_Data supplied_.
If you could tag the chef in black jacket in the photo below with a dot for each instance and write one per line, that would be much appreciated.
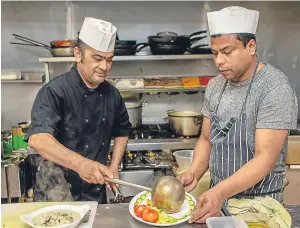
(76, 114)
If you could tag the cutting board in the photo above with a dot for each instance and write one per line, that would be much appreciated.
(10, 213)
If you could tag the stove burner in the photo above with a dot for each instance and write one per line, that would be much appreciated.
(155, 131)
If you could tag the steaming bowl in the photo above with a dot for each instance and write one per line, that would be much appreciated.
(82, 210)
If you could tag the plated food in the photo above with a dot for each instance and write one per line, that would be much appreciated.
(55, 218)
(66, 216)
(142, 209)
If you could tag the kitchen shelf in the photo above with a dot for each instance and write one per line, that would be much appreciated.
(147, 144)
(133, 58)
(157, 90)
(23, 81)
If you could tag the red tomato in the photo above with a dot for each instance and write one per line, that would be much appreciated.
(139, 210)
(150, 215)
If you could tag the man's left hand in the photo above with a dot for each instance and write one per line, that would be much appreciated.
(208, 205)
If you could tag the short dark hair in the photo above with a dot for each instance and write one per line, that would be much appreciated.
(244, 37)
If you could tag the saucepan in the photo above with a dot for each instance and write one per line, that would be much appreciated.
(58, 48)
(168, 193)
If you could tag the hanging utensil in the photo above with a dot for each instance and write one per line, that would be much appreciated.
(168, 193)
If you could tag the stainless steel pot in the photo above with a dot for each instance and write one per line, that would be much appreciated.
(186, 123)
(135, 113)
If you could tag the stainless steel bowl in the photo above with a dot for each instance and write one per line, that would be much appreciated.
(168, 194)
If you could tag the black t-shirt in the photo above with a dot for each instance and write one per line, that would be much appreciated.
(82, 119)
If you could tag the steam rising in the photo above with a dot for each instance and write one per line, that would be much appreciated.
(51, 185)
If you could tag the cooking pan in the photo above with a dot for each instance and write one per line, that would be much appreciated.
(167, 49)
(200, 49)
(173, 38)
(124, 43)
(173, 48)
(53, 44)
(130, 51)
(56, 51)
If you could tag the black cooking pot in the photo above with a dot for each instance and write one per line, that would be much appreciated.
(124, 43)
(173, 38)
(200, 49)
(129, 50)
(167, 49)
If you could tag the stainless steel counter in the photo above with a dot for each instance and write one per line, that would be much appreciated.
(118, 216)
(159, 144)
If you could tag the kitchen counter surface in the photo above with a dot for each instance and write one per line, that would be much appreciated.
(118, 216)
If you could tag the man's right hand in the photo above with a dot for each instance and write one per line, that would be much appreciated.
(93, 172)
(189, 180)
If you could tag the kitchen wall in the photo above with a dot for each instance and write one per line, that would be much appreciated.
(278, 40)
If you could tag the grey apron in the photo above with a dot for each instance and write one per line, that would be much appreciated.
(230, 151)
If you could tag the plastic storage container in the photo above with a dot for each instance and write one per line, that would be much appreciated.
(184, 159)
(225, 222)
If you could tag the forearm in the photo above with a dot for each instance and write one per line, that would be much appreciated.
(49, 148)
(201, 157)
(118, 151)
(247, 176)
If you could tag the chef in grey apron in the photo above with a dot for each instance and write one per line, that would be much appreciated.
(230, 151)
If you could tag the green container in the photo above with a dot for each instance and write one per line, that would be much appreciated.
(7, 145)
(18, 136)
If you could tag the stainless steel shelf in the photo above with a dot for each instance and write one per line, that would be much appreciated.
(157, 90)
(146, 144)
(22, 81)
(159, 144)
(133, 58)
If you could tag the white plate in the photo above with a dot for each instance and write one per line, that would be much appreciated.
(82, 210)
(183, 215)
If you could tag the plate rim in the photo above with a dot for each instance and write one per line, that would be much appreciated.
(80, 209)
(130, 208)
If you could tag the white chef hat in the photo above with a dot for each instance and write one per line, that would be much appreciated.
(98, 34)
(233, 19)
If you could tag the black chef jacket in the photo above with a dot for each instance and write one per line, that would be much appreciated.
(83, 120)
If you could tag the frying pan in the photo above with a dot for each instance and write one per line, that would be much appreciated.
(65, 50)
(53, 44)
(167, 49)
(200, 49)
(172, 38)
(173, 48)
(130, 50)
(124, 43)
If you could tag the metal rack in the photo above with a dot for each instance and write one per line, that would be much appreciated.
(49, 60)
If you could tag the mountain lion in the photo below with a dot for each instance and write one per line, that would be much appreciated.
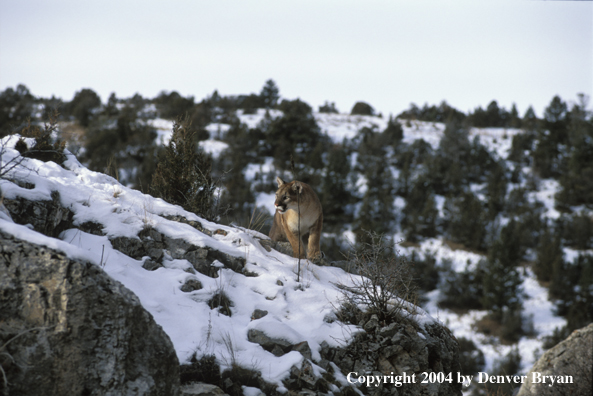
(290, 198)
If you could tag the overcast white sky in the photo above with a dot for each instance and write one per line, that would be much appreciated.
(388, 53)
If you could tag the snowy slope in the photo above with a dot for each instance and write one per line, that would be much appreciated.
(298, 311)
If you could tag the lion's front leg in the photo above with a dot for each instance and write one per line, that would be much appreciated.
(294, 242)
(313, 249)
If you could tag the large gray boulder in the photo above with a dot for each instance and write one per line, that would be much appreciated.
(567, 368)
(66, 328)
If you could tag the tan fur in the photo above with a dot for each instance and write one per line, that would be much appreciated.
(286, 219)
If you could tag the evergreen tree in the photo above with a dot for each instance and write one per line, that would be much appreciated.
(16, 106)
(501, 282)
(467, 221)
(555, 120)
(514, 119)
(183, 175)
(420, 212)
(295, 134)
(497, 189)
(577, 178)
(172, 105)
(362, 108)
(549, 256)
(242, 151)
(328, 108)
(529, 121)
(376, 212)
(335, 195)
(393, 132)
(83, 106)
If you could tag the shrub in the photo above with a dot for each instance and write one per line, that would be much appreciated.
(385, 286)
(205, 369)
(183, 175)
(44, 148)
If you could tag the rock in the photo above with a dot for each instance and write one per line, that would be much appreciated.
(132, 247)
(150, 265)
(401, 346)
(191, 285)
(278, 346)
(303, 348)
(572, 357)
(267, 342)
(74, 330)
(201, 389)
(258, 314)
(46, 217)
(372, 324)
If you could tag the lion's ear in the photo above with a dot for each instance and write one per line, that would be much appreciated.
(297, 187)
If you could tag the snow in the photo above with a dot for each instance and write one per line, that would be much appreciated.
(297, 311)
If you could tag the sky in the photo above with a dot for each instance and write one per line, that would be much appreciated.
(387, 53)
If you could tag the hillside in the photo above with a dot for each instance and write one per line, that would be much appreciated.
(493, 210)
(215, 290)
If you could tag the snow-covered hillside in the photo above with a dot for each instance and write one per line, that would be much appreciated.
(297, 310)
(498, 141)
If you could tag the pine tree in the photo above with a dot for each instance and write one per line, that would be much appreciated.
(335, 195)
(270, 94)
(376, 212)
(83, 105)
(420, 212)
(362, 108)
(497, 189)
(501, 282)
(183, 175)
(549, 256)
(514, 119)
(295, 134)
(467, 221)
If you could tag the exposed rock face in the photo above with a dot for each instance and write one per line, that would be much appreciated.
(398, 348)
(154, 245)
(69, 329)
(46, 217)
(572, 357)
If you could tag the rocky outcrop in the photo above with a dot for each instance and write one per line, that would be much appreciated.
(155, 245)
(47, 217)
(566, 369)
(66, 328)
(397, 348)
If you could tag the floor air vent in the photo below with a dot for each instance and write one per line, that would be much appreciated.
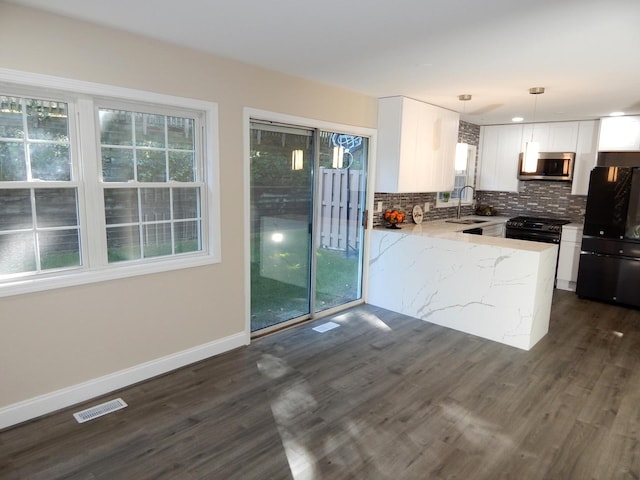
(99, 410)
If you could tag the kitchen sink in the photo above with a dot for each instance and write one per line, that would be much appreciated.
(465, 221)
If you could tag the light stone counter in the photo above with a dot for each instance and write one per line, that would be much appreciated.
(492, 287)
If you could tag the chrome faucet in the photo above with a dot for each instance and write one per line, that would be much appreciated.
(460, 198)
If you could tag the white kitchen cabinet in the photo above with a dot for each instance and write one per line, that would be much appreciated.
(416, 146)
(552, 136)
(586, 155)
(500, 146)
(619, 134)
(569, 257)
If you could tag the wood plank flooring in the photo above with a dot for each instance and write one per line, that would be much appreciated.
(382, 396)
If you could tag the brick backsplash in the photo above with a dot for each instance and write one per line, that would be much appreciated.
(536, 198)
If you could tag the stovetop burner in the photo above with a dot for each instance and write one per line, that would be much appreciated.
(537, 223)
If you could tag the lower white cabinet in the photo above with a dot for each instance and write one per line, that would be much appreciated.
(569, 257)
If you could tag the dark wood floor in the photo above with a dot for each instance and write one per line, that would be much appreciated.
(382, 396)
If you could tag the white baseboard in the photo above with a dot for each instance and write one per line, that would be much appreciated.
(66, 397)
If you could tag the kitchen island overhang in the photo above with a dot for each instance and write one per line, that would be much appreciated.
(495, 288)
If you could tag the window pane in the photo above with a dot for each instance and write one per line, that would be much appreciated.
(117, 164)
(150, 130)
(56, 207)
(11, 125)
(17, 253)
(15, 209)
(187, 237)
(12, 164)
(157, 239)
(47, 120)
(59, 248)
(123, 243)
(180, 133)
(186, 203)
(182, 166)
(155, 203)
(115, 127)
(152, 166)
(50, 162)
(121, 205)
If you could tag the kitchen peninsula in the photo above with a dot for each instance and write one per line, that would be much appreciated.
(493, 287)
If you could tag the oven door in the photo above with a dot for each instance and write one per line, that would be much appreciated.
(530, 235)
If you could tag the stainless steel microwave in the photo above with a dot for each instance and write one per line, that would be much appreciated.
(551, 166)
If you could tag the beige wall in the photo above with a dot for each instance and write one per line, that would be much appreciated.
(58, 338)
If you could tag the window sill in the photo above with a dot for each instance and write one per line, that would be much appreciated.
(82, 277)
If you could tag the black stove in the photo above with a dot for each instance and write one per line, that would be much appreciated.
(539, 229)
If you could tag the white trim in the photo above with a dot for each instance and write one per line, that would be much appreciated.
(66, 397)
(82, 277)
(93, 271)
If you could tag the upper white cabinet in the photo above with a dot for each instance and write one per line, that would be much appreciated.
(586, 154)
(416, 146)
(500, 146)
(619, 133)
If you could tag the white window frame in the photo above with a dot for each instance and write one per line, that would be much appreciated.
(83, 99)
(469, 174)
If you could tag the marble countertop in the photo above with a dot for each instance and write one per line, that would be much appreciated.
(453, 231)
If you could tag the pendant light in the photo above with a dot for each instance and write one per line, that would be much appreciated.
(462, 149)
(531, 148)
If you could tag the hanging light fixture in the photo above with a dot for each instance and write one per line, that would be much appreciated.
(297, 160)
(531, 148)
(462, 149)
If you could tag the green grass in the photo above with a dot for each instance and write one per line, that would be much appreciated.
(274, 302)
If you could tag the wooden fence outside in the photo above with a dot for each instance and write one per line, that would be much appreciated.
(340, 209)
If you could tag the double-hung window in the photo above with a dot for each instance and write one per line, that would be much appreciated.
(95, 187)
(151, 187)
(39, 215)
(464, 175)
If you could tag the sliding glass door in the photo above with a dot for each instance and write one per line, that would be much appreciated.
(307, 209)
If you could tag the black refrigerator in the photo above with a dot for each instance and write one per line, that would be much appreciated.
(609, 268)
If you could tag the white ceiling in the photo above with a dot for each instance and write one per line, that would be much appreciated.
(585, 52)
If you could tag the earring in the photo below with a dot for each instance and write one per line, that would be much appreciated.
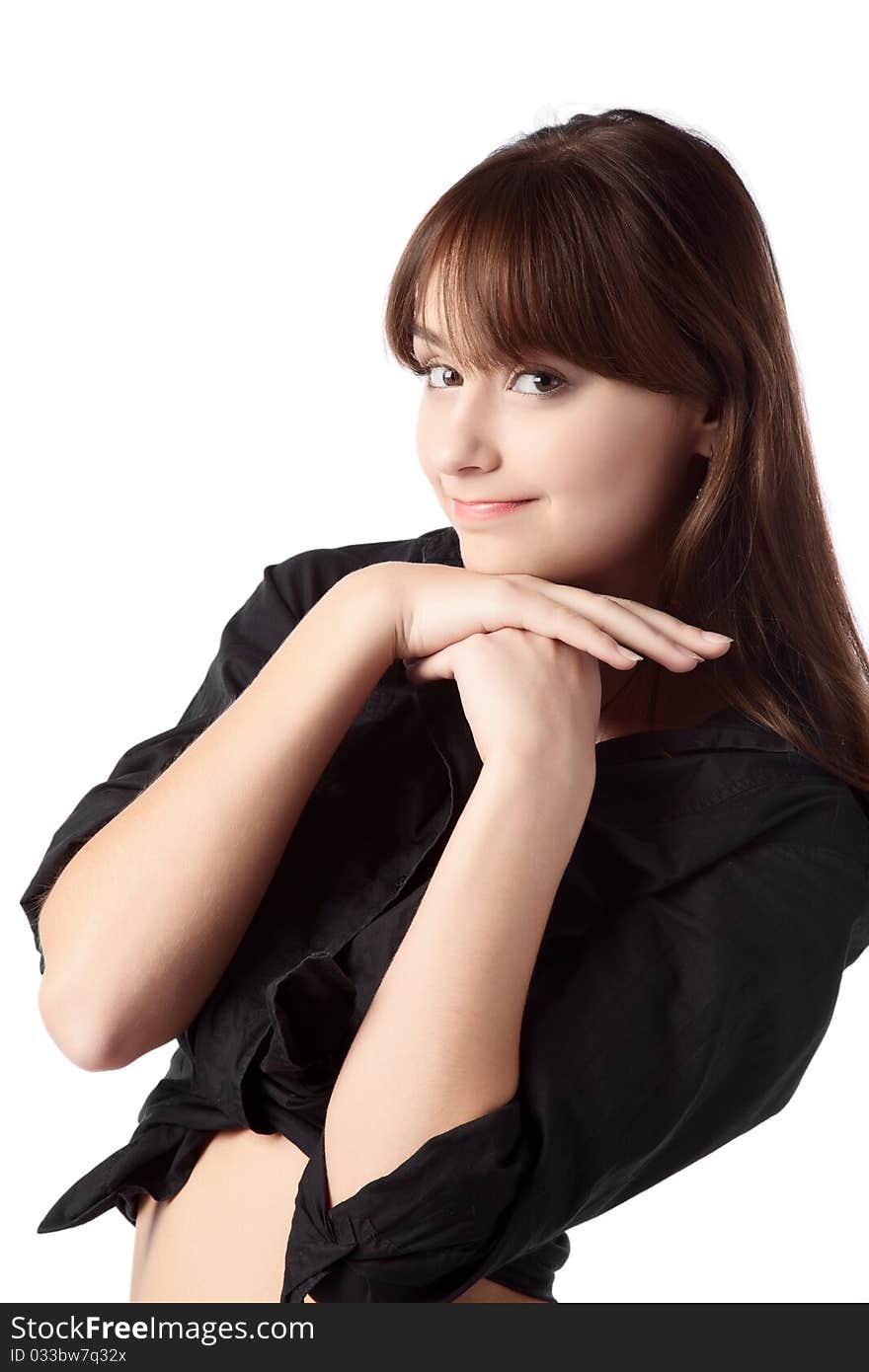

_Exercise task_.
Select every line of the data above that contains the string "container", treating uppercase and lowercase letters as distinct.

_Answer to the problem_.
If you could tag the plastic storage container in the photo above with a dot for each instance and write one per line, that would be much appreciated.
If you could tag the green container in the photo above with a dot for each instance and write one per line, that would be much appreciated.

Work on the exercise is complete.